--- START Dataset rows ---

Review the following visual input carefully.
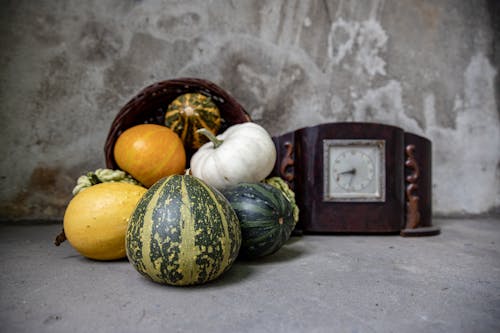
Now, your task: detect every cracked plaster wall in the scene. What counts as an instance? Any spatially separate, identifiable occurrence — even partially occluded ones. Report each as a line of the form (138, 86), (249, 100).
(0, 0), (500, 219)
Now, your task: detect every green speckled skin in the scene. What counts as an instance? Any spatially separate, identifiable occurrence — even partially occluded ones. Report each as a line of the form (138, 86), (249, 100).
(165, 93), (221, 149)
(126, 175), (241, 285)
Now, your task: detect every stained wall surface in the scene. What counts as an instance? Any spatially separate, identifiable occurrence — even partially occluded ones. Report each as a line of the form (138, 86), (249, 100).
(0, 0), (500, 219)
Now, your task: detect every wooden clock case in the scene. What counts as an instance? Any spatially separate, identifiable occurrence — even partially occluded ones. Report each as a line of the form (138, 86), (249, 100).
(273, 122), (440, 236)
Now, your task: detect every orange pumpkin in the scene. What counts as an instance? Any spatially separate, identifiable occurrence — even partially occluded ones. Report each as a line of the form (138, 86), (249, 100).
(114, 124), (186, 187)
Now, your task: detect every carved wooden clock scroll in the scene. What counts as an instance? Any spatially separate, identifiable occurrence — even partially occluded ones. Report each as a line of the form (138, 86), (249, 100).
(274, 123), (439, 236)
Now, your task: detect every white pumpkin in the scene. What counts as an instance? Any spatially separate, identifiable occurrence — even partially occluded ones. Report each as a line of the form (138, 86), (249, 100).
(190, 122), (276, 189)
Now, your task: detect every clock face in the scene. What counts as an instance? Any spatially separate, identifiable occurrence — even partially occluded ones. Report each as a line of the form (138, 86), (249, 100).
(323, 140), (385, 202)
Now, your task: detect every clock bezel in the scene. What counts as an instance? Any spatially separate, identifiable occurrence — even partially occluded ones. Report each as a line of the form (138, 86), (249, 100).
(323, 139), (386, 202)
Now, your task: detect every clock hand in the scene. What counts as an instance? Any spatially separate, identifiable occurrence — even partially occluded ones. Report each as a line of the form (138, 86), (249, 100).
(339, 168), (356, 175)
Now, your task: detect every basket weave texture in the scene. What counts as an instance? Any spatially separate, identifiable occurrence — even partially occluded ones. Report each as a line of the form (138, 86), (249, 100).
(104, 78), (251, 169)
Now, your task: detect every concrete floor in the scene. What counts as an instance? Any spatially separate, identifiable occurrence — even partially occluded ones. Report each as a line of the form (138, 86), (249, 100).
(0, 219), (500, 333)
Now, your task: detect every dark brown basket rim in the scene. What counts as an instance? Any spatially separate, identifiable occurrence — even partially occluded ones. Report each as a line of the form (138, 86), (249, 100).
(104, 77), (252, 169)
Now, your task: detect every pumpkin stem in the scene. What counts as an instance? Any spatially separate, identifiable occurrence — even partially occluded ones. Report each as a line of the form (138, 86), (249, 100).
(196, 128), (224, 149)
(54, 229), (66, 246)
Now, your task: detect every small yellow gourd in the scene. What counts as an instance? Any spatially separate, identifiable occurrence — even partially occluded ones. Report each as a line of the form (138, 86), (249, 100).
(64, 183), (146, 260)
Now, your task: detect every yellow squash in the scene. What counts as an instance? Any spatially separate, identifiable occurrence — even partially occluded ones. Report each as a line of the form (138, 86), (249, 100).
(64, 183), (146, 260)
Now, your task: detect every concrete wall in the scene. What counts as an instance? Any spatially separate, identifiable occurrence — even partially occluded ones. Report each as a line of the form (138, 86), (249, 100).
(0, 0), (500, 219)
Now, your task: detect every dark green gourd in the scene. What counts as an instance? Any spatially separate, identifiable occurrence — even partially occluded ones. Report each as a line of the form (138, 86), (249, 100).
(224, 183), (295, 259)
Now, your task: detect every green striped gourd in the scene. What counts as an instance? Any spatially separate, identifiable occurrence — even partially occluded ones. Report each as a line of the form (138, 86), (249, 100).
(125, 175), (241, 286)
(165, 93), (221, 149)
(224, 183), (295, 259)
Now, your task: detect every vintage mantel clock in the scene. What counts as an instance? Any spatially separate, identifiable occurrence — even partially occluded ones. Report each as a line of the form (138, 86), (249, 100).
(273, 122), (439, 236)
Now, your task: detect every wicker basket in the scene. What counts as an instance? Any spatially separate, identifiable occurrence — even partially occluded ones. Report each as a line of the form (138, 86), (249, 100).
(104, 78), (251, 169)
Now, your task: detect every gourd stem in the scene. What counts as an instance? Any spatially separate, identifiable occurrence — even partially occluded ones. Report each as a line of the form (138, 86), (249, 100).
(54, 229), (66, 246)
(196, 128), (224, 149)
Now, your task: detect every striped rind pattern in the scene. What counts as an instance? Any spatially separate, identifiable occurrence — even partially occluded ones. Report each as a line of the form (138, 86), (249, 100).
(165, 93), (221, 149)
(224, 183), (295, 259)
(126, 175), (241, 285)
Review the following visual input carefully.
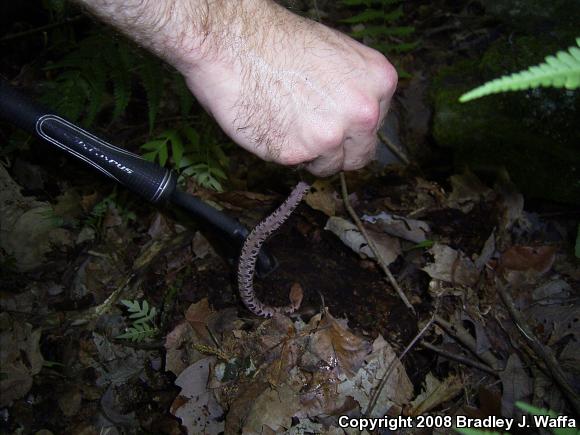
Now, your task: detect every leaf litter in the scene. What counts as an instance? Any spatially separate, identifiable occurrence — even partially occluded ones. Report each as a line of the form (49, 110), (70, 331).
(0, 158), (580, 434)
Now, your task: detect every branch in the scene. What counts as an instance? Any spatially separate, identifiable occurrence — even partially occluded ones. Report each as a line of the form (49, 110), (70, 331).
(340, 172), (416, 314)
(497, 284), (580, 415)
(421, 340), (498, 376)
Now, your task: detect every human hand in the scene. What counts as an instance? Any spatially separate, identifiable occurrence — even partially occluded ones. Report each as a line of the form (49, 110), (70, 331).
(76, 0), (397, 176)
(177, 1), (397, 176)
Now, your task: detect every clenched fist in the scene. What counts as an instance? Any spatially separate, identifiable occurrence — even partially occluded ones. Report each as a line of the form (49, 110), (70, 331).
(79, 0), (397, 176)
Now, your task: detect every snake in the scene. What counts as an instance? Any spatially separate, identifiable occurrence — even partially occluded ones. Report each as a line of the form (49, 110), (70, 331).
(238, 181), (310, 318)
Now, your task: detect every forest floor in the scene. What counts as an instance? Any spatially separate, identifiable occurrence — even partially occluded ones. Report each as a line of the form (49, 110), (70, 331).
(0, 2), (580, 435)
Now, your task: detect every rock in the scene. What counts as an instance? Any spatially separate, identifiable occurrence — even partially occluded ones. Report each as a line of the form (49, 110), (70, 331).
(433, 35), (580, 203)
(0, 165), (72, 271)
(480, 0), (580, 34)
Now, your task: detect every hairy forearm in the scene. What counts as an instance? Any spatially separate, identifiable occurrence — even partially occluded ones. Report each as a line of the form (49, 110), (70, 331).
(75, 0), (271, 70)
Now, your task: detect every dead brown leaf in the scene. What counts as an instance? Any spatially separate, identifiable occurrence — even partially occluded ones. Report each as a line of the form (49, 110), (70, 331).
(500, 245), (558, 274)
(305, 180), (338, 217)
(409, 372), (463, 416)
(309, 309), (371, 377)
(324, 216), (401, 265)
(423, 243), (479, 286)
(171, 357), (224, 435)
(0, 313), (44, 408)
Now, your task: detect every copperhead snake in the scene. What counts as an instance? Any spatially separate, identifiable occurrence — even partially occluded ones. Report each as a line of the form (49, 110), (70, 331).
(238, 182), (310, 318)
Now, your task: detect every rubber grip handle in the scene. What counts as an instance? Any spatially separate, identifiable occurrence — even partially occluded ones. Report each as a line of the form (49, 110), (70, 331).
(0, 81), (177, 202)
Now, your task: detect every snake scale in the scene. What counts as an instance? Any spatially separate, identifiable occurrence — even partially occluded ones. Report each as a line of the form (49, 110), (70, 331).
(238, 182), (310, 318)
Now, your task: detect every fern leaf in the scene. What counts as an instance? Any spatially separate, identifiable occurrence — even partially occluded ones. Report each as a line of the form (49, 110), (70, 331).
(115, 323), (157, 342)
(459, 38), (580, 103)
(341, 9), (385, 24)
(121, 299), (141, 313)
(107, 44), (131, 120)
(350, 25), (415, 38)
(139, 56), (162, 133)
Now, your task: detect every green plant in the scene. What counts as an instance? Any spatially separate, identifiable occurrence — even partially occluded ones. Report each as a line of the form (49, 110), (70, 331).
(43, 31), (177, 131)
(341, 0), (419, 76)
(43, 20), (227, 191)
(459, 38), (580, 103)
(85, 192), (137, 231)
(141, 125), (228, 191)
(574, 224), (580, 258)
(115, 299), (159, 342)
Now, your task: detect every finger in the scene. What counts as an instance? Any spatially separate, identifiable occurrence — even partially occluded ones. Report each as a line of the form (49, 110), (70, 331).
(343, 134), (378, 171)
(306, 145), (344, 177)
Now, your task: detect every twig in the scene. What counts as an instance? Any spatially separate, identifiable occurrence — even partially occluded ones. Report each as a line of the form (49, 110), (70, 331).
(435, 315), (501, 370)
(0, 14), (84, 43)
(340, 172), (416, 314)
(364, 315), (435, 417)
(377, 131), (411, 165)
(421, 340), (498, 376)
(497, 284), (580, 415)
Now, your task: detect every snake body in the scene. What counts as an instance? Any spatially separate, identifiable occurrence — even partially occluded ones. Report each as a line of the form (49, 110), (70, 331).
(238, 182), (310, 317)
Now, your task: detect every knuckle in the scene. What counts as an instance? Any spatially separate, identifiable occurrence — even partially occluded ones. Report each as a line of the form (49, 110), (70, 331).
(371, 52), (399, 93)
(276, 148), (310, 166)
(352, 96), (381, 131)
(313, 126), (344, 151)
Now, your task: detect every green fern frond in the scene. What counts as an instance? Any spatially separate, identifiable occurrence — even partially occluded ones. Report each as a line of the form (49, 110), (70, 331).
(350, 25), (415, 38)
(115, 299), (158, 341)
(115, 323), (159, 342)
(139, 56), (163, 131)
(341, 8), (403, 24)
(107, 44), (132, 120)
(459, 38), (580, 103)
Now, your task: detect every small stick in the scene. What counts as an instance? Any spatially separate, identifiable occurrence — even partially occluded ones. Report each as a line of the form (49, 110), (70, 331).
(364, 315), (435, 417)
(377, 131), (411, 165)
(421, 340), (498, 376)
(435, 315), (501, 370)
(340, 172), (417, 314)
(497, 284), (580, 415)
(0, 15), (84, 44)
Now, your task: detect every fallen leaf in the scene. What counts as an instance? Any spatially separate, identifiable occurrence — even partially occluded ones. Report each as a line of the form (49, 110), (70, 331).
(361, 211), (431, 243)
(309, 309), (371, 377)
(0, 313), (44, 408)
(0, 165), (73, 272)
(499, 353), (533, 417)
(171, 357), (224, 435)
(242, 385), (300, 435)
(409, 372), (463, 416)
(447, 169), (493, 213)
(474, 231), (496, 272)
(185, 298), (213, 344)
(532, 279), (572, 305)
(324, 217), (401, 265)
(164, 322), (198, 376)
(304, 180), (338, 217)
(423, 243), (479, 286)
(338, 335), (413, 417)
(499, 245), (558, 274)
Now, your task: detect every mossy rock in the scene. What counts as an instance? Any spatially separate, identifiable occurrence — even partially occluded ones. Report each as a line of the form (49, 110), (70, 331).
(480, 0), (580, 34)
(433, 37), (580, 203)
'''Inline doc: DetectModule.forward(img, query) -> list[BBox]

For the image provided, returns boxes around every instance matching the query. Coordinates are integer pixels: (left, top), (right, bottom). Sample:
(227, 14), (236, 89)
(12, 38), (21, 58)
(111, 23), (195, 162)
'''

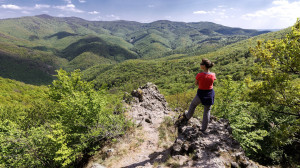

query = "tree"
(248, 20), (300, 164)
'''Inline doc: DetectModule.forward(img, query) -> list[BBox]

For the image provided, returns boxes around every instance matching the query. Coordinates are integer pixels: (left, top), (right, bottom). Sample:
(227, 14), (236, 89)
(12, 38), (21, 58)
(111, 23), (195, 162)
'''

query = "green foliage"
(248, 20), (300, 166)
(0, 70), (129, 167)
(213, 76), (268, 157)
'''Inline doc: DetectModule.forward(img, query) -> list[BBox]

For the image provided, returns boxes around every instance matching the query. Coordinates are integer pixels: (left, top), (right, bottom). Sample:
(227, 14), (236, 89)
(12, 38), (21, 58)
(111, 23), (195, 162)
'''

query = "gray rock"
(171, 118), (262, 167)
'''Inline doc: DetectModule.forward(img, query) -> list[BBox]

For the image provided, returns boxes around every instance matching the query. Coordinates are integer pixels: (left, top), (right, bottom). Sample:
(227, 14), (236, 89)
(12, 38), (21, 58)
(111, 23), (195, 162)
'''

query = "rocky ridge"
(87, 83), (263, 168)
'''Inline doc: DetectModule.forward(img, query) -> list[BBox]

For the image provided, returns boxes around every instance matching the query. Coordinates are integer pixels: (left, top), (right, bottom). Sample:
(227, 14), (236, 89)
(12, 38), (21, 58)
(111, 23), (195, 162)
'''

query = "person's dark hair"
(200, 58), (215, 68)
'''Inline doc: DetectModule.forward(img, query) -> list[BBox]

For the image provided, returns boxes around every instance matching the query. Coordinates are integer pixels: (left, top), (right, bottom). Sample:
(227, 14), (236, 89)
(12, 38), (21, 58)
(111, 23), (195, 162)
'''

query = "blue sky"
(0, 0), (300, 29)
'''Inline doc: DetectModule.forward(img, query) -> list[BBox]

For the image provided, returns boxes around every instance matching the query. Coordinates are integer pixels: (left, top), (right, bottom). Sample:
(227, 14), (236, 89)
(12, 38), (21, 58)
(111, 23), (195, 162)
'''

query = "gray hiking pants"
(185, 94), (211, 131)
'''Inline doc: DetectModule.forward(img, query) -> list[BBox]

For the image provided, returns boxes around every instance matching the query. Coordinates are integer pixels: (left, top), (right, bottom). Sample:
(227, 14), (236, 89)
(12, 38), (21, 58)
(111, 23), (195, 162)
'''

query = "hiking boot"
(174, 113), (188, 127)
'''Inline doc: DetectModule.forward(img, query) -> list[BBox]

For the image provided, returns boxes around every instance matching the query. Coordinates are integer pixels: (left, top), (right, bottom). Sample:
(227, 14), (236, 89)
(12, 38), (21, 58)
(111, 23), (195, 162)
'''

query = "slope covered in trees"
(0, 15), (266, 84)
(0, 15), (300, 167)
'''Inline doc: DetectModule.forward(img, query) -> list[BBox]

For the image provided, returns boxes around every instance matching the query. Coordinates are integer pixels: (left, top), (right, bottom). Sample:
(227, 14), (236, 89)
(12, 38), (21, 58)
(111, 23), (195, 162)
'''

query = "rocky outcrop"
(124, 83), (171, 126)
(171, 117), (263, 168)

--- END Dataset rows ---

Rewrite every line of the data from the line containing "Now, your task: detect every green speckled" down to the line containing "(273, 122), (440, 236)", both ends included. Multiply each bounding-box coordinate by 1.85 and round to whole numbers, rounding halves up, while keeping all other text, including the sample coordinates in the format description, unchanged.

▶ _Final result_:
Now, your task: detect every green speckled skin in the scene. What counts as an instance? Any spatially separate, identifiable occurrence — even partially occluded ones. Report each as a line of the form (138, 86), (249, 100).
(305, 172), (409, 276)
(233, 324), (446, 527)
Now, your task: detect every stained wall surface in the scene. What counts as an instance? Any spatially separate, identifiable occurrence — even partially occluded ones. Report each as a line of the form (138, 86), (249, 100).
(0, 0), (925, 405)
Now, your task: detect every wooden clock case in the scene. What counts as an instance? Any spatially separate, identifiable occurrence — even partially occluded ones. Report each as a line of the form (138, 86), (249, 100).
(505, 226), (814, 437)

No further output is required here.